(Dataset excerpts)

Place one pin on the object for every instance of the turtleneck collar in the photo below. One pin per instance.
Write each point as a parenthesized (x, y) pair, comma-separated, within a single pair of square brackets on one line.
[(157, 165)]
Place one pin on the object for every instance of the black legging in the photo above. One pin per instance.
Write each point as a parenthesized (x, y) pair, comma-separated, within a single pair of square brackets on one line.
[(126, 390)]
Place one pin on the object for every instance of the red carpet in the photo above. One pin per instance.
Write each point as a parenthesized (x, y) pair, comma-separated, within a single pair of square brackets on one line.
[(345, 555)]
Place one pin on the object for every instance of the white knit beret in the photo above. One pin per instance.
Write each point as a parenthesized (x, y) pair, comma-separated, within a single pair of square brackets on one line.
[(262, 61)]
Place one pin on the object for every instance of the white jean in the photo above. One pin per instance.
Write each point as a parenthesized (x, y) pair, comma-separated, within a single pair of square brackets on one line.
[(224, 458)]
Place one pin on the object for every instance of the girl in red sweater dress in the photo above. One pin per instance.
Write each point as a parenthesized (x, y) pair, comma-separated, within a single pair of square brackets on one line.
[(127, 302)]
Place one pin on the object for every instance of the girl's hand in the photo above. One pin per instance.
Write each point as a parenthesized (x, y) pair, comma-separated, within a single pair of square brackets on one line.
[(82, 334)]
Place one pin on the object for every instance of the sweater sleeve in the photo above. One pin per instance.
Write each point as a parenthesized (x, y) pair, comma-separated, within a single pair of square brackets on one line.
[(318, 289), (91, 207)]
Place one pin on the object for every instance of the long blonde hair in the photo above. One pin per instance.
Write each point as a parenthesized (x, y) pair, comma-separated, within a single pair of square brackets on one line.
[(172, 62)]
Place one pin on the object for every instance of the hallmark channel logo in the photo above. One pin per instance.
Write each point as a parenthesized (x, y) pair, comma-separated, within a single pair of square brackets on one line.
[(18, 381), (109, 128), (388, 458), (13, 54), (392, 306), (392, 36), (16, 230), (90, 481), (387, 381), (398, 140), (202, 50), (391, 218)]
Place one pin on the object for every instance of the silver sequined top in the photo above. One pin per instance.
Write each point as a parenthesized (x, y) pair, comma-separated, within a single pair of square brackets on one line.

(End Dataset excerpts)

* Work required *
Word for word, transcribe each record.

* Answer space *
Place one pin on the object for every instance of the turtleneck collar in the photo below. One pin per instance.
Write each point as a parenthesized (x, y) pair, comma-separated, within a single pair of square brackets on one line.
[(157, 165)]
Place one pin on the object for every instance of the black legging in the photo above. One pin per instance.
Write each point as a parenthesized (x, y) pair, comma-separated, within a single pair of square brackets on one line.
[(126, 390)]
Place one pin on the object for every instance of the red carpet in the photo above. One pin per instance.
Write each point as a parenthesized (x, y) pair, comma-separated, within a single pair of square brackets on one line.
[(345, 555)]
Place one pin on the object for every instance of the white knit beret in the photo above. One pin per instance.
Write each point as a parenthesized (x, y) pair, comma-separated, within a single pair of square brackets on one line.
[(262, 61)]
Place one pin on the object for every instance of the white jean in the photo above. One pin per instance.
Write each point as a parenthesized (x, y) pair, comma-separated, within a single pair of square brackets on one line.
[(224, 458)]
Place one pin on the object for every instance of the girl in red sweater dress in the photo above. One pin per instance.
Write each point as a parenthesized (x, y) pair, comma-separated, within a single pair of square brackets on one line.
[(127, 302)]
Place one pin on the object for every instance of the girl's hand in the photo above. One pin per instance.
Write each point as a parenthesized (x, y) pair, comma-separated, within a single pair of square brackets on one line.
[(82, 334)]
Place one pin on the object for every instance of the sweater sleeve in the photo above. One pin per instance.
Write each point as a parenthesized (x, y) pair, comma-separated, within a single pair of square brackets on one line.
[(318, 289), (91, 207)]
Place one pin on the object for every instance of the long blonde hair in the photo above. One pin per instance.
Write each point as a parenthesized (x, y) pair, comma-separated, within a single pair of square brackets on one line.
[(172, 62)]
Place one pin on the object for every instance of the hallmark channel logo in the photo above. One pin per instance.
Write each point as a parenthesized (x, y) pair, comma-separated, within a single pair of square brackets on one line.
[(18, 381), (109, 128), (388, 458), (13, 54), (392, 306), (392, 36), (16, 230), (90, 481), (387, 381), (398, 140), (202, 50), (391, 218)]
Place one pin on the object for every instance of the silver sequined top in the photo above. One pin per instance.
Write each point as a parenthesized (x, y) pair, comma-separated, within a single pair of square brackets on one line.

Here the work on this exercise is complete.